---- Document section

Major advances aided by surgical robots have been remote surgery, minimally invasive surgery and unmanned surgery. Due to robotic use, the surgery is done with precision, miniaturization, smaller incisions; decreased blood loss, less pain, and quicker healing time. Articulation beyond normal manipulation and three-dimensional magnification helps resulting in improved ergonomics. Due to these techniques there is a reduced duration of hospital stays, blood loss, transfusions, and use of pain medication. The existing open surgery technique has many flaws like limited access to surgical area, long recovery time, long hours of operation, blood loss, surgical scars and marks.
.Additional surgical training is needed to operate the system. Numerous feasibility studies have been done to determine whether the purchase of such systems are worthwhile. As it stands, opinions differ dramatically. Surgeons report that, although the manufacturers of such systems provide training on this new technology, the learning phase is intensive and surgeons must operate on twelve to eighteen patients before they adapt. During the training phase, minimally invasive operations can take up to twice as long as traditional surgery, leading to operating room tie ups and surgical staffs keeping patients under anesthesia for longer periods. Patient surveys indicate they chose the procedure based on expectations of decreased morbidity, improved outcomes, reduced blood loss and less pain.

--------
---- Provided material

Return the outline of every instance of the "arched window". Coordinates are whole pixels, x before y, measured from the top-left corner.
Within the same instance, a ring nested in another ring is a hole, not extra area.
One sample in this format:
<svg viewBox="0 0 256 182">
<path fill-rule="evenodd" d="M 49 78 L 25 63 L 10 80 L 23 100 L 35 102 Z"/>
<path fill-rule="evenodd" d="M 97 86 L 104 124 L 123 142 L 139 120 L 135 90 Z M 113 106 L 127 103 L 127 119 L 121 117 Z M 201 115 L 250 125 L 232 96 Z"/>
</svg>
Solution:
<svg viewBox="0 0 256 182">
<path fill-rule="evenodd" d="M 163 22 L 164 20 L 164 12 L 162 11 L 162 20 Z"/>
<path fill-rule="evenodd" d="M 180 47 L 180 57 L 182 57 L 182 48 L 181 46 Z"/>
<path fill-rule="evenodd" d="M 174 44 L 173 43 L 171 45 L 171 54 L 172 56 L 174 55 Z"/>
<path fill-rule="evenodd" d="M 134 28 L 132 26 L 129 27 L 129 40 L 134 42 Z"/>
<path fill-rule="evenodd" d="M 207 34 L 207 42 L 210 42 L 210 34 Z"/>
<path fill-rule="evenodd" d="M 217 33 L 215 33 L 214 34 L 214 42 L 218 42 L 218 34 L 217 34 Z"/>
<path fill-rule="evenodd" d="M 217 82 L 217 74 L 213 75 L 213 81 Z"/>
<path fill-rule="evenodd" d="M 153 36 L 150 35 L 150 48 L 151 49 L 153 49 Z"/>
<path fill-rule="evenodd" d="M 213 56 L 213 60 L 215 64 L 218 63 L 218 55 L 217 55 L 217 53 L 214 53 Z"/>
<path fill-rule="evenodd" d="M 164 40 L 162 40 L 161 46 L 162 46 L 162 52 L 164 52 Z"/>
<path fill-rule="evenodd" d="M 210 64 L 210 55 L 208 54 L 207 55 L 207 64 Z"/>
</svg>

--------

Exercise objective: Quote the part of the text on surgical robots that opens with the words "Major advances aided" and closes with "scars and marks.". The records were taken from a separate source.

Expected answer:
Major advances aided by surgical robots have been remote surgery, minimally invasive surgery and unmanned surgery. Due to robotic use, the surgery is done with precision, miniaturization, smaller incisions; decreased blood loss, less pain, and quicker healing time. Articulation beyond normal manipulation and three-dimensional magnification helps resulting in improved ergonomics. Due to these techniques there is a reduced duration of hospital stays, blood loss, transfusions, and use of pain medication. The existing open surgery technique has many flaws like limited access to surgical area, long recovery time, long hours of operation, blood loss, surgical scars and marks.